Top of PROVIDED INFORMATION

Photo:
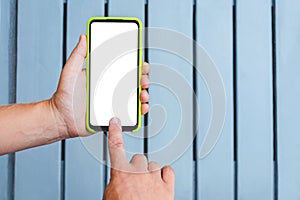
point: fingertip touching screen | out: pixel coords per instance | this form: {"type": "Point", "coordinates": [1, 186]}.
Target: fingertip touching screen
{"type": "Point", "coordinates": [114, 73]}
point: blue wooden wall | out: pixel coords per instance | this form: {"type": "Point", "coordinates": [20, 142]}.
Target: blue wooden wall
{"type": "Point", "coordinates": [255, 45]}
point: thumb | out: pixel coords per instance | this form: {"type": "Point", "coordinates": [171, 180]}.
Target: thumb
{"type": "Point", "coordinates": [78, 55]}
{"type": "Point", "coordinates": [116, 145]}
{"type": "Point", "coordinates": [168, 175]}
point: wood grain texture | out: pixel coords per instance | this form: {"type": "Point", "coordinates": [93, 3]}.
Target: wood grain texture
{"type": "Point", "coordinates": [288, 91]}
{"type": "Point", "coordinates": [215, 34]}
{"type": "Point", "coordinates": [167, 107]}
{"type": "Point", "coordinates": [7, 80]}
{"type": "Point", "coordinates": [254, 100]}
{"type": "Point", "coordinates": [39, 62]}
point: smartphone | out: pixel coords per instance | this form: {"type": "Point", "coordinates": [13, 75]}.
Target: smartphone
{"type": "Point", "coordinates": [113, 72]}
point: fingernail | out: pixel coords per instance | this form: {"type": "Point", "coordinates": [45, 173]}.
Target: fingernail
{"type": "Point", "coordinates": [117, 122]}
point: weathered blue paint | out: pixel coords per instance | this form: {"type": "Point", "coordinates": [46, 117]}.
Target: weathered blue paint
{"type": "Point", "coordinates": [177, 16]}
{"type": "Point", "coordinates": [288, 91]}
{"type": "Point", "coordinates": [215, 34]}
{"type": "Point", "coordinates": [39, 62]}
{"type": "Point", "coordinates": [254, 100]}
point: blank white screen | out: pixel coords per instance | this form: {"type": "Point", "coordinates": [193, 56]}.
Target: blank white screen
{"type": "Point", "coordinates": [105, 81]}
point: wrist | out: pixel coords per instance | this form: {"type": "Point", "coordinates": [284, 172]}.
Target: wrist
{"type": "Point", "coordinates": [58, 119]}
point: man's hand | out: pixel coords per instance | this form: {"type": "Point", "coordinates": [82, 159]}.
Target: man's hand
{"type": "Point", "coordinates": [68, 102]}
{"type": "Point", "coordinates": [137, 179]}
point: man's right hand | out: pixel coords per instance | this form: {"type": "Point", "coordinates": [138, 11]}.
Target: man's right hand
{"type": "Point", "coordinates": [137, 179]}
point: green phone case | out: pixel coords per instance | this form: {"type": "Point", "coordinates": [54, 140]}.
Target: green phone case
{"type": "Point", "coordinates": [88, 68]}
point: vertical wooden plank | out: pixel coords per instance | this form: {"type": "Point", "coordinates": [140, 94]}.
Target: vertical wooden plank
{"type": "Point", "coordinates": [134, 142]}
{"type": "Point", "coordinates": [288, 91]}
{"type": "Point", "coordinates": [254, 100]}
{"type": "Point", "coordinates": [7, 77]}
{"type": "Point", "coordinates": [176, 16]}
{"type": "Point", "coordinates": [214, 33]}
{"type": "Point", "coordinates": [39, 60]}
{"type": "Point", "coordinates": [84, 175]}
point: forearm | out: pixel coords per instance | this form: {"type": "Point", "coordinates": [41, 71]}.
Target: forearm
{"type": "Point", "coordinates": [28, 125]}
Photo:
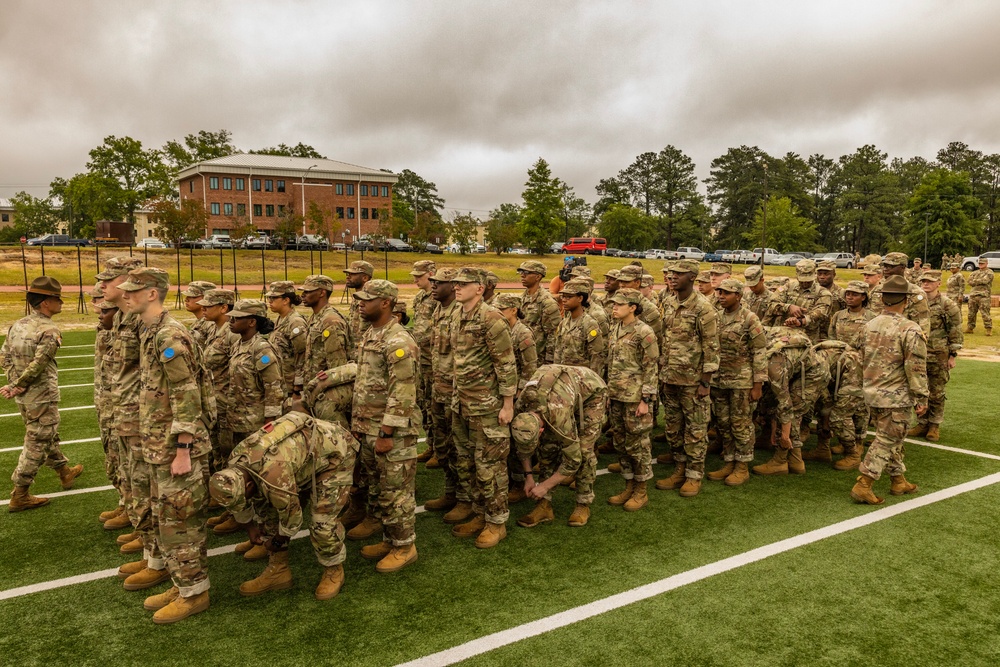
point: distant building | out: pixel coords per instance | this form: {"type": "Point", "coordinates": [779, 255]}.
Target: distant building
{"type": "Point", "coordinates": [262, 188]}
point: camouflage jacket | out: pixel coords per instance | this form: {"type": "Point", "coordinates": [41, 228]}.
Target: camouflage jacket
{"type": "Point", "coordinates": [946, 327]}
{"type": "Point", "coordinates": [632, 355]}
{"type": "Point", "coordinates": [255, 385]}
{"type": "Point", "coordinates": [485, 368]}
{"type": "Point", "coordinates": [690, 342]}
{"type": "Point", "coordinates": [385, 390]}
{"type": "Point", "coordinates": [289, 340]}
{"type": "Point", "coordinates": [541, 316]}
{"type": "Point", "coordinates": [328, 343]}
{"type": "Point", "coordinates": [572, 401]}
{"type": "Point", "coordinates": [28, 356]}
{"type": "Point", "coordinates": [299, 454]}
{"type": "Point", "coordinates": [742, 350]}
{"type": "Point", "coordinates": [895, 374]}
{"type": "Point", "coordinates": [580, 342]}
{"type": "Point", "coordinates": [176, 395]}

Bottom of PROVIDED INFORMATION

- WORK TO BE COMPLETED: The required answer is the exact run of lines above starting at the line with "Target: wood grain texture" and ending at the line with "point: fingernail |", with both ends present.

- EXERCISE SOLUTION:
Target: wood grain texture
{"type": "Point", "coordinates": [288, 91]}
{"type": "Point", "coordinates": [215, 34]}
{"type": "Point", "coordinates": [167, 107]}
{"type": "Point", "coordinates": [7, 80]}
{"type": "Point", "coordinates": [254, 100]}
{"type": "Point", "coordinates": [39, 62]}
point: smartphone | out: pixel coords per instance | this form: {"type": "Point", "coordinates": [13, 75]}.
Target: smartphone
{"type": "Point", "coordinates": [113, 72]}
point: fingernail | out: pixel coords per instance | this form: {"type": "Point", "coordinates": [45, 173]}.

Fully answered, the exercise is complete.